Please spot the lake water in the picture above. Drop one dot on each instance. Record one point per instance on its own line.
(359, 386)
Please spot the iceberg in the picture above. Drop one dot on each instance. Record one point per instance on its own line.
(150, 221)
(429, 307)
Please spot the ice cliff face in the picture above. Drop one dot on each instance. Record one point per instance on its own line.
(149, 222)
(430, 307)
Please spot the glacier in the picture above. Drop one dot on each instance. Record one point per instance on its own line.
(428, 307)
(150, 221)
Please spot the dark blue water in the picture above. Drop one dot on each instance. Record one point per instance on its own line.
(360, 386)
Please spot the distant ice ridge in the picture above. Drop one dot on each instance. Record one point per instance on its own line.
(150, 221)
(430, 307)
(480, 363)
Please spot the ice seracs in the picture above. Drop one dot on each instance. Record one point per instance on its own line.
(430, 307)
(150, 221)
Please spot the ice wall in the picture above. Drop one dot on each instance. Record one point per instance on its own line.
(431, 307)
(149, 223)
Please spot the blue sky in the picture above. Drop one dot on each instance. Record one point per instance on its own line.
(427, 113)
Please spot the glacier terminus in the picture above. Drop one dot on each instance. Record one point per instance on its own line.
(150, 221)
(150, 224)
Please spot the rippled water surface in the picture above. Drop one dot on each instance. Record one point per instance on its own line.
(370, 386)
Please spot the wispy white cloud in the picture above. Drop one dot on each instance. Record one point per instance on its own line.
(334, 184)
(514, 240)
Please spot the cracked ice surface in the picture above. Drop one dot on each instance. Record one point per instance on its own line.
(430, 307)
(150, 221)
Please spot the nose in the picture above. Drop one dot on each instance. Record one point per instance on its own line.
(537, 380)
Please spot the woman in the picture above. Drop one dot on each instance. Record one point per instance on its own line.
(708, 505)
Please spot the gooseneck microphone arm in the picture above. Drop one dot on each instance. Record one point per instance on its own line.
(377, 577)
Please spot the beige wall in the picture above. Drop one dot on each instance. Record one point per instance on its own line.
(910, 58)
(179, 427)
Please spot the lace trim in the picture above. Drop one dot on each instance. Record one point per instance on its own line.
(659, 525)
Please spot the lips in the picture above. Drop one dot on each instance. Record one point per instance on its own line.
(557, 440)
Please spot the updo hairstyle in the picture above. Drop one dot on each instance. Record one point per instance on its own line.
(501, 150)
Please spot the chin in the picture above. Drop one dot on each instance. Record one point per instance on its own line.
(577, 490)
##########
WORK TO DO:
Restate the data above exactly, keeping each word as it stands.

COMPLETE ANSWER:
Please spot the lake water in the picture above. Drop one dot on each instance. Record one point per instance on its own line.
(359, 386)
Please spot the iceberg in the picture above. Drop one dot on each instance. Record one point per instance on its own line.
(150, 221)
(429, 307)
Please spot the ice cliff face in the picture above. Drop one dot on each instance. Record one point per instance on its own line.
(149, 222)
(430, 307)
Please spot the glacier in the picture above. Drop one dot on each instance. Record one point per instance on its own line.
(428, 307)
(150, 221)
Please spot the dark blue water in the picture above. Drop one dot on each instance. Record one point per instance on its own line.
(360, 386)
Please spot the distant ice ridge in the picture above. Drop one dot on each instance. Record one point per instance on its own line.
(150, 221)
(430, 307)
(480, 363)
Please spot the ice seracs in the picture above. Drop one dot on each instance. Record one point per instance on its own line.
(430, 307)
(150, 221)
Please spot the ice wall in the picture above. Drop one dot on each instance. Record one point per instance on its own line.
(431, 307)
(149, 223)
Please spot the blue sky in the picture above. Drop one dot on each instance. Record one point per instance on its own line.
(427, 113)
Please spot the glacier terminus in the picture above. Drop one dot on each instance. Record one point per instance on its own line.
(150, 221)
(150, 224)
Please spot the rippled water surface in the picture above. Drop one dot on each instance. Record one point per instance on its own line.
(370, 386)
Please spot the wispy white cloud in the picture above. Drop one dot on each instance. Record one point per instance on its own line.
(334, 184)
(514, 240)
Please spot the cracked ice surface in the picture above. Drop one dot on each instance. Record one point per instance on its own line.
(430, 307)
(150, 221)
Please spot the nose in the picture above. Drop one dot on each instance. Record one point per instance on its own line.
(537, 380)
Please spot the woman in the picture above. Drop one dot on each instance. Record one point per instance on its own line.
(708, 505)
Please spot the gooseneck microphone arm in the picture above. Drop one dot on each instance. Record one point per instance on its own line.
(377, 577)
Please spot the beige wall in the picture above. Drop one dot on each instance. Record one point per instance on its own line.
(910, 58)
(179, 427)
Please spot the lace trim in the picture above. Drop one dot on each instance. Record one point per instance on its own line.
(659, 525)
Please spot the lips in the picture above. Drop one dot on each instance. Record one point per instance on its own line.
(557, 440)
Please spot the updo hairstyle in the picture above. Drop one dot on each instance. Record one point per instance on its own line.
(501, 150)
Please spot the chin in the picture above. Drop one dot on each instance. Record one point per instance on its own line.
(577, 490)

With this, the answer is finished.